:: Records shown ::

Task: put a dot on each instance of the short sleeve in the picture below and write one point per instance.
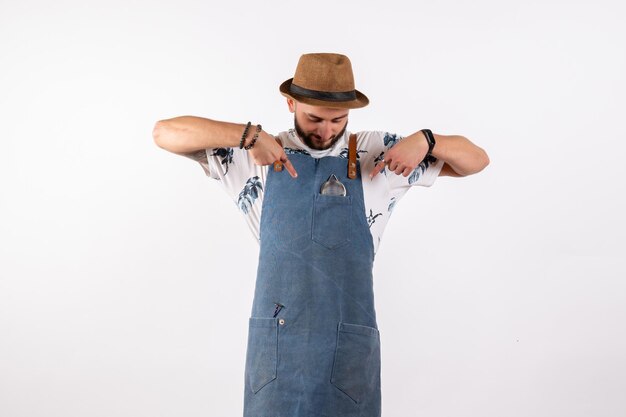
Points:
(239, 176)
(423, 175)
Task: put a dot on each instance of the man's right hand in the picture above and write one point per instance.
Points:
(267, 150)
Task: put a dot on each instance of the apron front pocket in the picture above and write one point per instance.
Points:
(331, 220)
(262, 352)
(356, 369)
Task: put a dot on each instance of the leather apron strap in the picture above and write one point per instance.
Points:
(352, 157)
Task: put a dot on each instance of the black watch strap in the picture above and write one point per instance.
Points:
(430, 138)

:::

Stated goal: Please write out all of these lines again, including the requests, and scale every point coordinate by 0.9, rounding each result to a whole number with halves rounded up. Leave the pictures out of your answer.

The result:
Task: put a dot on each instance of the short sleeve in the picture below and write one point per instance.
Points:
(215, 158)
(381, 158)
Task: put a dot on each instance of the man's right hand in the picture above and write one point per instance.
Points:
(240, 135)
Task: put a dot on each instance of the apron front pocket in the picture above and write one point per instance.
Points:
(298, 198)
(236, 317)
(320, 332)
Task: put a dot on each instance of the leather apron strap in the picture above and write one point per instance.
Points:
(317, 141)
Task: put a dot on each instance of the black watch strap in the picture above and write one point per instance.
Points:
(387, 124)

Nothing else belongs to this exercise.